Reproduce the records below exactly, but only between the lines holding "note: every instance of the wicker" and "target: black lantern pendant light", inclusive.

» **Data supplied**:
━━━━━━━━━━

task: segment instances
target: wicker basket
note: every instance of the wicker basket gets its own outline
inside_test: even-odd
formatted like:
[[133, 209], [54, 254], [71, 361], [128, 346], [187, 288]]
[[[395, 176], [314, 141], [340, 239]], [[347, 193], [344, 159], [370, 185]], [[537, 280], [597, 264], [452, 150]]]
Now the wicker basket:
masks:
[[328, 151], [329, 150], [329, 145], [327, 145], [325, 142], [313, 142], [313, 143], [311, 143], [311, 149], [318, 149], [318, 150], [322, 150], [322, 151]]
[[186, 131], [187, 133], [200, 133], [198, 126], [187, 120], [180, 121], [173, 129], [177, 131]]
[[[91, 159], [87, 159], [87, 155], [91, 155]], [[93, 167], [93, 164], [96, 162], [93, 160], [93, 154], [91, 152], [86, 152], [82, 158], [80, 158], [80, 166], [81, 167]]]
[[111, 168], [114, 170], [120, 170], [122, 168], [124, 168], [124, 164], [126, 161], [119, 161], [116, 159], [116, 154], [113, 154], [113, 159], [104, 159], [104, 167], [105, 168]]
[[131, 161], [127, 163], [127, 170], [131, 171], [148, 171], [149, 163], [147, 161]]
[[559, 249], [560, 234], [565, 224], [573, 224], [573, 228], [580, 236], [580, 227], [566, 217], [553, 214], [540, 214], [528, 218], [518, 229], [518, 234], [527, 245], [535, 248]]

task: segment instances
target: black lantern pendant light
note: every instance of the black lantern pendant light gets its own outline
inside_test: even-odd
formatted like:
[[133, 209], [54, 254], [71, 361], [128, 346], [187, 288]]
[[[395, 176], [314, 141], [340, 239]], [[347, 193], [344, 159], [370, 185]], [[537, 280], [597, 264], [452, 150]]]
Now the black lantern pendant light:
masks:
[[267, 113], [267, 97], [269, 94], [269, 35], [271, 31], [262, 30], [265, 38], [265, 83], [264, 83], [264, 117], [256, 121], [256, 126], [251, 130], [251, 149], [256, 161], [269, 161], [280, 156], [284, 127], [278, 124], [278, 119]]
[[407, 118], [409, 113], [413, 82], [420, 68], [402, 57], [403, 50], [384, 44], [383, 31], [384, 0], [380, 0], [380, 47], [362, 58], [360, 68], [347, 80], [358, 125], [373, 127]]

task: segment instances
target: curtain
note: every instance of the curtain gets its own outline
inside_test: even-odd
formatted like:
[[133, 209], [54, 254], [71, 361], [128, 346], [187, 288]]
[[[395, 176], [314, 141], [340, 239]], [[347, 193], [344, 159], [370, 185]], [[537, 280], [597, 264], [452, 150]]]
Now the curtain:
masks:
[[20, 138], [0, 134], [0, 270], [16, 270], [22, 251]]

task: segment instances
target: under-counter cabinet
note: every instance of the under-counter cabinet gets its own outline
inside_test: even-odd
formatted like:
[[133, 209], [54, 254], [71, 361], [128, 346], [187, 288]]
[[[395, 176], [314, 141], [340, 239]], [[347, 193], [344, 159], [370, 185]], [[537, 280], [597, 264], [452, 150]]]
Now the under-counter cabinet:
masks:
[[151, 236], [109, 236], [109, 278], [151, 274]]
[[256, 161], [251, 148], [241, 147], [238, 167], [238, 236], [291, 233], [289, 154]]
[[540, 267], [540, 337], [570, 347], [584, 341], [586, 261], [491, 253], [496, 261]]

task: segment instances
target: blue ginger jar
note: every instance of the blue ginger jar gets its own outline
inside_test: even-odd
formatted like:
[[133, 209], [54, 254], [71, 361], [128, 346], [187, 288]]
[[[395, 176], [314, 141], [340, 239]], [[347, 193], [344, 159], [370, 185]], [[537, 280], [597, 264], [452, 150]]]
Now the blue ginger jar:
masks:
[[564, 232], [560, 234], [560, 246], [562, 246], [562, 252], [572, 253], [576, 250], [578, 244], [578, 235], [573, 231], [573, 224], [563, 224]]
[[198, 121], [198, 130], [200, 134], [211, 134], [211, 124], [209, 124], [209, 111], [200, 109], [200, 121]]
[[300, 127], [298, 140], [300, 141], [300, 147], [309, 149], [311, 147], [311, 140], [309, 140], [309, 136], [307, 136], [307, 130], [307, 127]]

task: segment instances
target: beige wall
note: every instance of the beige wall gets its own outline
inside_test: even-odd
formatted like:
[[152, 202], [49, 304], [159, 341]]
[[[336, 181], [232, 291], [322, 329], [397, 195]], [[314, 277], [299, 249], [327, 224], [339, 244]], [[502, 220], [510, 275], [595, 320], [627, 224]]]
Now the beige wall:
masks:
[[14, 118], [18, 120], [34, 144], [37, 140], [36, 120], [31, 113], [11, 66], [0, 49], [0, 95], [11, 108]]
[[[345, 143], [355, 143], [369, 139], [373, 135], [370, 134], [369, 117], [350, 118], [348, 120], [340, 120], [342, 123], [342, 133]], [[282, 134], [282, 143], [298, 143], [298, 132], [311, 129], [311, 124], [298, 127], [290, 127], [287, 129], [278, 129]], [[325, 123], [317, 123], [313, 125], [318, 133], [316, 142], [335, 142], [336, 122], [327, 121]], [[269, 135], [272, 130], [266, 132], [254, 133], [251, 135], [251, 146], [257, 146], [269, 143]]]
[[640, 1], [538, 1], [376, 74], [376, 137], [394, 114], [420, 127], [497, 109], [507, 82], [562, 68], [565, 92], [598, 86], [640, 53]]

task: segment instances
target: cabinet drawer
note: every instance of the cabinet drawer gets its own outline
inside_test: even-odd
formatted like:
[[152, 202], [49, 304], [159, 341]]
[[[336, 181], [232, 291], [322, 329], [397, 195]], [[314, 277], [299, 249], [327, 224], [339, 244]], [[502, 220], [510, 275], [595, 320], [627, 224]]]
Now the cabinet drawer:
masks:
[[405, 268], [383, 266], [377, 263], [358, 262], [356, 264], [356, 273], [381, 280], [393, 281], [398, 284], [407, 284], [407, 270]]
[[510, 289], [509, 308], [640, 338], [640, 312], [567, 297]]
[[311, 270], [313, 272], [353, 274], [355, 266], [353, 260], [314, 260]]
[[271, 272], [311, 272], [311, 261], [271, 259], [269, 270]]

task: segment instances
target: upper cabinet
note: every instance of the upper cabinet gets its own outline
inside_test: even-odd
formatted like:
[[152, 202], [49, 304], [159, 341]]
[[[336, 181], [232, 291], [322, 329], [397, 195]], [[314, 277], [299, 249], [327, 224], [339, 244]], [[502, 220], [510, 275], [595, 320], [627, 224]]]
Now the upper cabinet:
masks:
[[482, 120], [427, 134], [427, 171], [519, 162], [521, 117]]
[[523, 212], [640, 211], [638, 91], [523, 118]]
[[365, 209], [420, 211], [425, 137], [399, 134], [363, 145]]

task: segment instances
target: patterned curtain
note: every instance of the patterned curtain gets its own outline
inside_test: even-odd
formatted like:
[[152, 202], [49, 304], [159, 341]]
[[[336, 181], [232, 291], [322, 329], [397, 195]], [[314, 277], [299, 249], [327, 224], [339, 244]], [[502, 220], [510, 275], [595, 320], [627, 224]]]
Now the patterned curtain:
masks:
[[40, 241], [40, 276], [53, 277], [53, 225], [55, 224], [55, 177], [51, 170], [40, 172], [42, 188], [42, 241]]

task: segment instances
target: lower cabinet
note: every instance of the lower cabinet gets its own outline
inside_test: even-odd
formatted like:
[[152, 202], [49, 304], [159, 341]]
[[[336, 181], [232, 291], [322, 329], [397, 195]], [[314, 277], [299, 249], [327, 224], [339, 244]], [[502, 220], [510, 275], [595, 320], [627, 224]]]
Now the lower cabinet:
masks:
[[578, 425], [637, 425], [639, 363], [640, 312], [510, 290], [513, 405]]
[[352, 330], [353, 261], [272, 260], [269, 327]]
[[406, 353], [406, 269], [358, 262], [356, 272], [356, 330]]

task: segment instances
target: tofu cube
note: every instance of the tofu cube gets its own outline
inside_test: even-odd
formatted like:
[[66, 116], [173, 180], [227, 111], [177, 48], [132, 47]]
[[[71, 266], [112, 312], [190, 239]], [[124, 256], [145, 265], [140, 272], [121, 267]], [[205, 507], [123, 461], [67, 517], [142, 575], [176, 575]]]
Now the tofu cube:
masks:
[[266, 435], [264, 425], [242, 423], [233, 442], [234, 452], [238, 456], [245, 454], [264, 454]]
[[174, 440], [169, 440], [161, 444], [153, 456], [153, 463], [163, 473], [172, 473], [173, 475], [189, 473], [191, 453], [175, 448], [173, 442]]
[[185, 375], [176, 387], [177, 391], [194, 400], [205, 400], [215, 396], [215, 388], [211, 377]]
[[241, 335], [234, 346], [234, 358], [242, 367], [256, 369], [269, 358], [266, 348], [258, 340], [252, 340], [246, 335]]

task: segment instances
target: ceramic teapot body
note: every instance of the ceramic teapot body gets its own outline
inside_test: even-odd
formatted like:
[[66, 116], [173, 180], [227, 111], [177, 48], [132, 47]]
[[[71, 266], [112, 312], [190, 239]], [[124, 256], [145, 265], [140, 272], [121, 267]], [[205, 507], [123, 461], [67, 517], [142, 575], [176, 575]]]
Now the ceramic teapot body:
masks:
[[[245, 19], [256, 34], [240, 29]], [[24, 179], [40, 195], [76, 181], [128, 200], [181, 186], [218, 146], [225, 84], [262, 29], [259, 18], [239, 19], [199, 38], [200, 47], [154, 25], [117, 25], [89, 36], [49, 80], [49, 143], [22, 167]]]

━━━━━━━━━━

» **Result**:
note: every instance of the wicker basket gets its own outline
inside_test: even-odd
formatted like:
[[133, 209], [54, 254], [71, 361], [128, 346], [187, 288]]
[[[395, 176], [314, 141], [340, 239]], [[347, 193], [344, 159], [370, 185]], [[537, 280], [597, 264], [452, 150]]]
Now the wicker basket:
masks:
[[328, 151], [329, 150], [329, 145], [327, 145], [325, 142], [313, 142], [313, 143], [311, 143], [311, 149], [318, 149], [318, 150], [322, 150], [322, 151]]
[[186, 131], [187, 133], [200, 133], [198, 126], [187, 120], [180, 121], [173, 129], [177, 131]]
[[[91, 159], [87, 159], [87, 155], [91, 155]], [[93, 167], [93, 164], [96, 162], [93, 160], [93, 154], [91, 152], [86, 152], [82, 158], [80, 158], [80, 166], [81, 167]]]
[[111, 168], [114, 170], [120, 170], [122, 168], [124, 168], [124, 164], [126, 161], [119, 161], [116, 159], [116, 154], [113, 154], [113, 159], [104, 159], [104, 167], [105, 168]]
[[131, 161], [127, 163], [127, 170], [131, 171], [148, 171], [149, 163], [147, 161]]
[[559, 249], [560, 234], [565, 224], [573, 224], [573, 228], [580, 236], [580, 227], [566, 217], [553, 214], [540, 214], [528, 218], [518, 229], [518, 234], [527, 245], [535, 248]]

task: segment instances
target: black lantern pendant light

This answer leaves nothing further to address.